What to work on
1/ Answer these questions about the appeal judgment excerpt:
(a) Which section of the Evidence Act is cited on the number of witnesses the prosecution must call?
(b) What weight was the drug certified to be?
(c) Which section of the Criminal Procedure Code sets out what particulars a charge should contain?
2/ According to the appeal judgment excerpt, why did DW2 have no real opportunity to see whether the Appellant put luggage in the boot? Answer in one to three sentences.
3/ Carry on the appeal judgment excerpt after its last sentence.

Document excerpt
"""

The complaint in ground 3 has no basis. There was no requirement in this case for the prosecution to call a certain number of witnesses in proof of their case – see Section 143 of the Evidence Act. There were no significant differences between the testimony of the driver and the conductor of the bus (PW1 and PW2)regarding the key issues. Minor contradictions such as the time of departure from Sondu do not detract from the main thrust of the testimony of PW1 and PW2.
In Twehangane Alfred vs. Uganda, Criminal Appeal No. 139 of 2001, [2003) UGCA, where it was observed:
“with regard to contradictions in the prosecution’s case the law as set out in numerous authorities is that contradictions unless satisfactorily explained will usually but not necessarily lead to the evidence being rejected. The court will ignore minor contradictions unless the court thinks that they point to deliberate un truthfulness or if they do not affect the main substance of the prosecution’s case.”
The Trial Magistrate correctly observed thatDW2 had already boarded the bus when the Appellant came on board. Thus DW2 had no real opportunity to see whether or not the Appellant had put any luggage in the boot whose door was located on the exterior of the bus.
In my own assessment of the evidence, the trial court was entitled to believe the evidence of PW 1, 2 and 4 and to find that the same dislodged the Appellant’s defence. Hence grounds 3,4 and 5 have no merit.
The 6th ground was also raised during submissions in the lower court. The trial court correctly stated that there was no legal requirement for the charge sheet to state the form in which the narcotic drug is presented; at any rate, the cannabis was presented as an exhibit in court. The photographs taken reveal that the package consisted of plant material (Exhibit 2h) and samples taken also consisted of plant material (Exhibit 6 and 4). The drug was further weighed and certified to be 82kgs. The real question was whether the substance whatever its presentation was a prohibited drug.
Under Section 134 of the Criminal Procedure Code, a charge should contain “such particulars as may be necessary for giving reasonable information as to the nature of the offence charged.” The Appellant clearly understood the charges facing her as evidenced by her own examination of witnesses. Indeed, her defence at the trial was that even though she was travelling in the bus from whose boot the bhang was found, the same was not part of her luggage. There is no evidence that the failure to indicate the actual form in which the drug was presented – whether stones or coils – in any manner prejudiced the defence. There is no merit in ground 6 of the appeal.

"""

Supplied material

"""

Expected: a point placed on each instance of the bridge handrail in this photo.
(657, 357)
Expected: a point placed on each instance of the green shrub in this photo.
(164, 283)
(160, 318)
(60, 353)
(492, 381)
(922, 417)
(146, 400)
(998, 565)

"""

Results by task
1/
(a) Section 143.
(b) 82kgs.
(c) Section 134.

2/ DW2 had already boarded the bus when the Appellant came on board. The door of the boot was on the exterior of the bus, so DW2 could not see whether the Appellant put any luggage there.

3/
Several complaints are raised in grounds 1 and 2 regarding the process of the trial. It is true as stated that the trial court having noted the probation report which favoured the Appellant, went ahead to mete out a custodial sentence. The trial magistrate gave her reasons, evidently taking into account the Appellant’s circumstances, before awarding the sentence in accordance with the law. Sentencing is a discretion of the trial court and unless it is shown that the sentence was excessive and or harsh, the Appellant cannot insist that she deserved a different or more lenient sentence in light of the favourable probation report.
Moreover, the Appellant has not challenged the sentence in her grounds despite complaints that the sentence is evidence of the court’s “negative attitude towards the Appellant.” Nothing turns on that complaint in the circumstances of this case. Ditto, the second ground.
The fact that the Appellant was placed in custody pending judgment is not necessarily evidence that the court had already made up its mind regarding the case. This speculation is possibly based on the fact that no reasons were given for the order which amounted to revoking the Appellant’s bond. This court, however, having reviewed the evidence on record and the judgment of the court, is satisfied that the court’s judgment was based on actual, credible evidence and not driven by any “negative attitude” towards the Appellant.
However, in my view, it is advisable that courts give reasons for decisions to withdraw bail granted to accused persons before them. Needless to say, it is important that both the DPP and the accused be heard before such a decision is made. Failure to do so and/or to give reasons easily exposes the court to accusations of arbitrariness and bias. Be that as it may, the alleged violation of the right to bail in this case as alleged has no bearing on the trial, which in my view was properly conducted.
The Appellant instructed an advocate to act for her towards the close of the trial. No application was made by counsel Mr Odero, also representing her on appeal, with regard to the alleged violation of the right to fair trial under Article 50 of the Constitution. It is therefore this court’s view that the Appellant’s complaints in ground 1 and 2 lack substance capable of vitiating the trial. In the result, this appeal has no merit and is accordingly dismissed.
The Appellant was sentenced on 1/7/14 and has been out on bail pending appeal since 6/8/14. I have on my own accord reviewed the probation officer’s report on record and the mitigation raised at the trial. The quantity of drugs proved in this case was rather large. I do not consider this an appropriate case for a non-custodial sentence. However, considering mitigating factors, I would vary the sentence imposed in the lower court by substituting the same with a sentence of 2 years imprisonment and a fine of shs100,000/= and in default thereof a further term of 1 year imprisonment. The Appellant is to commence serving the sentence forthwith.
Delivered and signed at Naivasha on this 23rdday of June, 2016.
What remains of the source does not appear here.